* [Instruction]:
Answer these questions using the waveguide article below:
(a) In which magazine and issue did the original version of the article appear?
(b) How does the article describe a waveguide?
(c) In the figure the article describes, what do the red lines and the blue lines represent?

* [Page text]:
....

How does a waveguide workPieter-Tjerk de Boer, PA3FWM firstname.lastname@example.org
(This is an adapted version of an article I wrote for the Dutch amateur radio magazine Electron, January 2020.)
At microwave frequencies, instead of a coaxial cable often a waveguide is used: a hollow metal pipe through which radio signals propagate, with much less loss than in a coaxial cable. At first glance, it seems simple: if a radiowave can propagate in free space, it should be able to do so in a hollow pipe as well. But reality is a bit more complicated.
The problemWhat's the problem? Why can't a radiowave just pass through a waveguide without further ado? The figure shows a rectangular waveguide and a vertically polarized radio wave propagating through the waveguide "away from the reader". The red lines represent the electric field and the blue lines the magnetic field. The electric field is vertical, the magnetic field horizontal, and both are at right angles to the direction of propagation, as they should in a radiowave.

....

* [Source material]:
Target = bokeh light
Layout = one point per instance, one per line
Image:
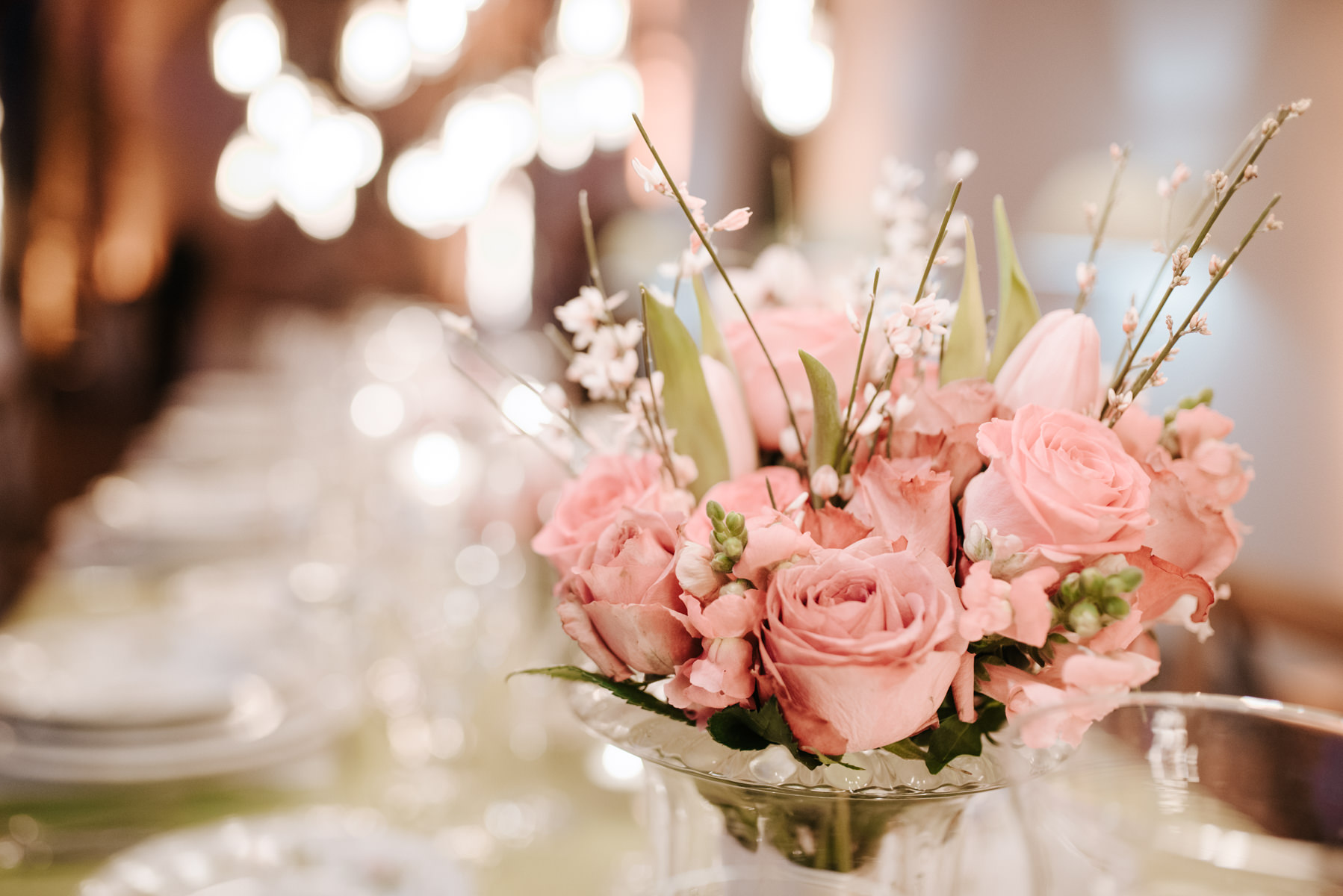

....

* [Output of the exercise]:
(a) It appeared in the Dutch amateur radio magazine Electron, in the January 2020 issue.
(b) A waveguide is a hollow metal pipe through which radio signals propagate, with much less loss than in a coaxial cable.
(c) The red lines represent the electric field, and the blue lines represent the magnetic field.